Tag: William Wheeler

  • Crítica | Rainha de Katwe

    Crítica | Rainha de Katwe

    O acaso e a democracia em caráter alegórico determinam, de maneira resumida, o relato sobre a história real de Sophia Mutasi, uma menina analfabeta, de apenas 11 anos, moradora de uma das regiões mais pobres da capital de Uganda, Kampala. Rainha de Katwe é uma produção da Disney com colaboração da ESPN – outro canal de seu conglomerado – que explora uma delicada e interessante análise sobre a construção do esporte na África e como a participação de mulheres resulta em uma emancipação inclusiva.

    William Wheeler, o roteirista, sentiu a necessidade de esculpir personagens femininas fortes, mas sem desnivelar a tons tendenciosos e maniqueístas. Portanto, entregou liberdade interpretativa para a estreante Maldina Nalwanga, que faz Sophia, e para Lupita Nyong’o, que encena a mãe viúva Harriet. A partir da inclusão do xadrez como objeto de foco no filme, o roteiro contorna situações de tensão e escarne, popularizando o conceito democrático do jogo – ponto positivo para o treinador Robert (David Oyelowo), que para instigar os jovens pobres a participar do jogo, destaca que pode ser a chance para não só mostrar à classe mais abastada da região e do país que é bom no jogo, mas que existe e que é escondido pela desigualdade.

========================================================================

Objetivo
Devolva, palavra por palavra, tudo o que vai desde "William Wheeler, o" até "escondido pela desigualdade." na crítica de Rainha de Katwe acima.

(Registros de um conjunto de dados)

========================================================================

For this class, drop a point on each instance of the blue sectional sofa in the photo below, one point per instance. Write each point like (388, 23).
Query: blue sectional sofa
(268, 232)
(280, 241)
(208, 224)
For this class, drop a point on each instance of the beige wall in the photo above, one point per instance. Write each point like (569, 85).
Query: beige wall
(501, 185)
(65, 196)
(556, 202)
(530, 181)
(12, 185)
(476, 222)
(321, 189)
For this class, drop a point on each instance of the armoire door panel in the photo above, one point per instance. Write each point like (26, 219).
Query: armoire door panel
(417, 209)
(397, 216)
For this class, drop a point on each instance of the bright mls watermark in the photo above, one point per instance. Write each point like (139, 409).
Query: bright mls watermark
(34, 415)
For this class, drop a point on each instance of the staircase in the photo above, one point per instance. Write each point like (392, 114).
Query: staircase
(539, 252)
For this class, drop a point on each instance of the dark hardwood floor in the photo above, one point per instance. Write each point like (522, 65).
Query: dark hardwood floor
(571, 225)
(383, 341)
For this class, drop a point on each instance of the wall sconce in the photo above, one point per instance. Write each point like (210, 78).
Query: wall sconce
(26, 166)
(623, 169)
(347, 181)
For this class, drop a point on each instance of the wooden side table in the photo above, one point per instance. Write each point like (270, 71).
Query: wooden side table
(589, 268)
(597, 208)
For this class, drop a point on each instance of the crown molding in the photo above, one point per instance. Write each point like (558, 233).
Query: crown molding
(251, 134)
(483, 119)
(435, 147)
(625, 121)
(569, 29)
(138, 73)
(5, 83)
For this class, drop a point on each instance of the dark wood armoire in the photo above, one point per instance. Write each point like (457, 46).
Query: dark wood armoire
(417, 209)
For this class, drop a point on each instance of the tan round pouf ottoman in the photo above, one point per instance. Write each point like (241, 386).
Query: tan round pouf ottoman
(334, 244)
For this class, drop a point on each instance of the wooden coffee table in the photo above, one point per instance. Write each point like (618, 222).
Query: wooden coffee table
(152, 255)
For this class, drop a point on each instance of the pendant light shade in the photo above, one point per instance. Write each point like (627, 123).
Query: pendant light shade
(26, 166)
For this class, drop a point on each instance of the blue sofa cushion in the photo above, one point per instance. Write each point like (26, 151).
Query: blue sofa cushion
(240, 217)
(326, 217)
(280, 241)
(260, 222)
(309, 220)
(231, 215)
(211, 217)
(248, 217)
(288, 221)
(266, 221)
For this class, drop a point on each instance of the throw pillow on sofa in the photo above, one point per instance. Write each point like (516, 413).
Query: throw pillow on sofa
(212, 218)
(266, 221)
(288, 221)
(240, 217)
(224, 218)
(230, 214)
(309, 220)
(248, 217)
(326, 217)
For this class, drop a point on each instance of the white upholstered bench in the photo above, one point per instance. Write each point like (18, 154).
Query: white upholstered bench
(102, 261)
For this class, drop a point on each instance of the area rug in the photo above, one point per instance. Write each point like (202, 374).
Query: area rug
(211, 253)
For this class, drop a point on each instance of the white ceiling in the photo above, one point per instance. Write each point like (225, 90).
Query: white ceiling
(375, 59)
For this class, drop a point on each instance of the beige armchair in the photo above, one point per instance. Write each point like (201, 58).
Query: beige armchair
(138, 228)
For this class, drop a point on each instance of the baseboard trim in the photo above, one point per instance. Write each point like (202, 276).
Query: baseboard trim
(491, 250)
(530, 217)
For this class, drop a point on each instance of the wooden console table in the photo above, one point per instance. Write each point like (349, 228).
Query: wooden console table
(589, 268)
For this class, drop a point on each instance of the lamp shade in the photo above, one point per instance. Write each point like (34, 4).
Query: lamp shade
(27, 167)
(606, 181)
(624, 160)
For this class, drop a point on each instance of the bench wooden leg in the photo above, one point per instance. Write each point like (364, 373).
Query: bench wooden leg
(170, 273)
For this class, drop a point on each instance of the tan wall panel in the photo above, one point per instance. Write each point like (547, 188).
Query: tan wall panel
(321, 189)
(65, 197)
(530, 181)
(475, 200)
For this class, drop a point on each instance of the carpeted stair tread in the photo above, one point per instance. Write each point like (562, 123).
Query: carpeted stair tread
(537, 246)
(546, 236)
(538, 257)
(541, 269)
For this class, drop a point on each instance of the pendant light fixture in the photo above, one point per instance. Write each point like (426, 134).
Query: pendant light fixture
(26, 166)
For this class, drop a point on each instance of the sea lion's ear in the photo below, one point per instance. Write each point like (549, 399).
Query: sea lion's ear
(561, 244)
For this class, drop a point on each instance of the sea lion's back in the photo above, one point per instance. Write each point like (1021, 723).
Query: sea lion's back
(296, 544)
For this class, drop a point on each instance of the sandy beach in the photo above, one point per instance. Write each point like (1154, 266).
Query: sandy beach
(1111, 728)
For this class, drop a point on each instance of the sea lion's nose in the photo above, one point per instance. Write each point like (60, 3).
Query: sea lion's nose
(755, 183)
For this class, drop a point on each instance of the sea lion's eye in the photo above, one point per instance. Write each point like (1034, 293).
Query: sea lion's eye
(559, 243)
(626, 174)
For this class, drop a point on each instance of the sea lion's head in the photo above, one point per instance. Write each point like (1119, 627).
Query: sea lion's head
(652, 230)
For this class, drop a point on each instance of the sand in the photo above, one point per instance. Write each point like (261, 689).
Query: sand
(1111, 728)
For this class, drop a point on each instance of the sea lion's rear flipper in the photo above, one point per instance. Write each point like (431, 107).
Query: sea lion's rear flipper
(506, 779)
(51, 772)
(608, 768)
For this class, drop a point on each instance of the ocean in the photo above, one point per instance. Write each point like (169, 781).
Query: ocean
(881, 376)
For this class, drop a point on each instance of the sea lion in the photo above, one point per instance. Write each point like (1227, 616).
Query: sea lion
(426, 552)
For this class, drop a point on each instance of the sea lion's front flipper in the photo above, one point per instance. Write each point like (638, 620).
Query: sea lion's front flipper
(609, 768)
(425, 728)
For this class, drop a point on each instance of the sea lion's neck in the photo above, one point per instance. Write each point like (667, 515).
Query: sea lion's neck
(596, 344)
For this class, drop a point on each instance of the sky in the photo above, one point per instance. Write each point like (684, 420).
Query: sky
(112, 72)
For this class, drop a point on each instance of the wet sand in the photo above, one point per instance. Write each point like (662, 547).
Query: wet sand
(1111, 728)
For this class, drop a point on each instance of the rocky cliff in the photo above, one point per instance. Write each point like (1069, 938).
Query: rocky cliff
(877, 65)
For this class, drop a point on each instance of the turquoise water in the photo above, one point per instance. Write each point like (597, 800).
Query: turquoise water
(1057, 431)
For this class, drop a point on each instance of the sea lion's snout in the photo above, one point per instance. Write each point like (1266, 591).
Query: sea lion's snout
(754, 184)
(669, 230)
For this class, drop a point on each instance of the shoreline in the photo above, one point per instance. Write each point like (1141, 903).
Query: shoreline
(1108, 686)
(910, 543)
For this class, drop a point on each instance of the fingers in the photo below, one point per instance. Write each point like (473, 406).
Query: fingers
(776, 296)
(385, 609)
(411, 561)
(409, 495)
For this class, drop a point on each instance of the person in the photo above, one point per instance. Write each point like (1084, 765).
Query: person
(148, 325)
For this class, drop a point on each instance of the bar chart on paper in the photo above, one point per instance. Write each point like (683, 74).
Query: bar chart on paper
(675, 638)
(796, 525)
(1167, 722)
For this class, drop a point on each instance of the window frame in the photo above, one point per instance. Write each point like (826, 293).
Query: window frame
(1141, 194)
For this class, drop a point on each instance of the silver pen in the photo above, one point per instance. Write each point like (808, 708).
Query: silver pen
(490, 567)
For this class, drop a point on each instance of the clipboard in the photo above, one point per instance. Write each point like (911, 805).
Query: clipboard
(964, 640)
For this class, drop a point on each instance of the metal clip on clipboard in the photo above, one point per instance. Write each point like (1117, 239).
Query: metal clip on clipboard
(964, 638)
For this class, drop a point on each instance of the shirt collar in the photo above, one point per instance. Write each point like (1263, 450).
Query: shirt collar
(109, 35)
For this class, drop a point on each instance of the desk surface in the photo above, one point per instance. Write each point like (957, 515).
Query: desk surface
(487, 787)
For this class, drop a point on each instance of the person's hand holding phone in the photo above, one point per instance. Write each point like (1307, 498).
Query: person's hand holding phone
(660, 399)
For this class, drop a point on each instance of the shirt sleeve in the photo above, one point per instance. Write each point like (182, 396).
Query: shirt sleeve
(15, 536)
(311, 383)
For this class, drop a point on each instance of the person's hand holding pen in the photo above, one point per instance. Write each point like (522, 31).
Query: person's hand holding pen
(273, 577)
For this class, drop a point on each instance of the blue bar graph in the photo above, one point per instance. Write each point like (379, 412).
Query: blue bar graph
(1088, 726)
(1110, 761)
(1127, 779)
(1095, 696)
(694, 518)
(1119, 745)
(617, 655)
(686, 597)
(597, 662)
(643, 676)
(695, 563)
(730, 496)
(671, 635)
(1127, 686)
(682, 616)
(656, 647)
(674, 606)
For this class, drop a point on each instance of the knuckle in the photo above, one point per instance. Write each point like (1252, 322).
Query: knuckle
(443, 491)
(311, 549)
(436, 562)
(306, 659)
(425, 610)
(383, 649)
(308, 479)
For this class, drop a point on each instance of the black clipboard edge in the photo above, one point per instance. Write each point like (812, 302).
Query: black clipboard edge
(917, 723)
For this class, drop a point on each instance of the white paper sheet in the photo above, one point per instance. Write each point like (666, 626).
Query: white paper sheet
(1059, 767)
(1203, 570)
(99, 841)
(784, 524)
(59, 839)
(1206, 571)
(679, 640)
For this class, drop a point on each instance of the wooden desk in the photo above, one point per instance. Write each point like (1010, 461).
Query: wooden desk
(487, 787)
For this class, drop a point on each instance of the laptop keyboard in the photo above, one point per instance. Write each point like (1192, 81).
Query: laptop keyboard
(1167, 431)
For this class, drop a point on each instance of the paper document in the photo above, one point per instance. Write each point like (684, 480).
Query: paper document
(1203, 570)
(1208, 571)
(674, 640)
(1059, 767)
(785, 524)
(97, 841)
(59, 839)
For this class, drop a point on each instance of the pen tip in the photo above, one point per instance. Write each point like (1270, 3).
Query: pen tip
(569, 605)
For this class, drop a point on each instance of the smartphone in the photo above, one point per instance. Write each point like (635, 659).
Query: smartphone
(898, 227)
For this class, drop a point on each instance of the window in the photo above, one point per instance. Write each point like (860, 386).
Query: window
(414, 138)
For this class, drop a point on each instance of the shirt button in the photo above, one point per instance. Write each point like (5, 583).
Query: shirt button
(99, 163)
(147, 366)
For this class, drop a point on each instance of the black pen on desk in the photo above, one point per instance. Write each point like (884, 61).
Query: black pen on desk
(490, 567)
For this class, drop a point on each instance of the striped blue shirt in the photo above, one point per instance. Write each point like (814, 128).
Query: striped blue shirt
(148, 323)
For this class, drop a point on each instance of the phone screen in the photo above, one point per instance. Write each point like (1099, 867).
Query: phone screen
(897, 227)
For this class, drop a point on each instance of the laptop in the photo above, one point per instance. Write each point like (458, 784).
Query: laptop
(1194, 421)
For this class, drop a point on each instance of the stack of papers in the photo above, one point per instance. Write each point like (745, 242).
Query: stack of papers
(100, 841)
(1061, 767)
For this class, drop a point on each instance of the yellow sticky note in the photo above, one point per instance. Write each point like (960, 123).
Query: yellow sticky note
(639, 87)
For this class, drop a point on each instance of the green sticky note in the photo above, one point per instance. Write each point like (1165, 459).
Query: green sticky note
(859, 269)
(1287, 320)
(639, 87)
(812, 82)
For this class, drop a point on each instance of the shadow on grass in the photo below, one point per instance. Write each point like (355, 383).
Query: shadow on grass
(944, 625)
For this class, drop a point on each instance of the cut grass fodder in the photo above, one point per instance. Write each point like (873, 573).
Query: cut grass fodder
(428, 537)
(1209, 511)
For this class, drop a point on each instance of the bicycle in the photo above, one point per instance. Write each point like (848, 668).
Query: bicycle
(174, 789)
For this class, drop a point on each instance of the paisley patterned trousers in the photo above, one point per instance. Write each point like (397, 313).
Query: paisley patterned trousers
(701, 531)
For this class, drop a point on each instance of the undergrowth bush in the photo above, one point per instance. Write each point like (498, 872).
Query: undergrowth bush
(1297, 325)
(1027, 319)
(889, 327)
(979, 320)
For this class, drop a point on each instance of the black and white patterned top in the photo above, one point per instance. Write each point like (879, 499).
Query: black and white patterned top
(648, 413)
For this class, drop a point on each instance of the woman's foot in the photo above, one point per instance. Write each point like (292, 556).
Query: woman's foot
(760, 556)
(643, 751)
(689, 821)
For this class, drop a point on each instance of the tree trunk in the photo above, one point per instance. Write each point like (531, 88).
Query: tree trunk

========================================================================

Solução
William Wheeler, o roteirista, sentiu a necessidade de esculpir personagens femininas fortes, mas sem desnivelar a tons tendenciosos e maniqueístas. Portanto, entregou liberdade interpretativa para a estreante Maldina Nalwanga, que faz Sophia, e para Lupita Nyong’o, que encena a mãe viúva Harriet. A partir da inclusão do xadrez como objeto de foco no filme, o roteiro contorna situações de tensão e escarne, popularizando o conceito democrático do jogo – ponto positivo para o treinador Robert (David Oyelowo), que para instigar os jovens pobres a participar do jogo, destaca que pode ser a chance para não só mostrar à classe mais abastada da região e do país que é bom no jogo, mas que existe e que é escondido pela desigualdade.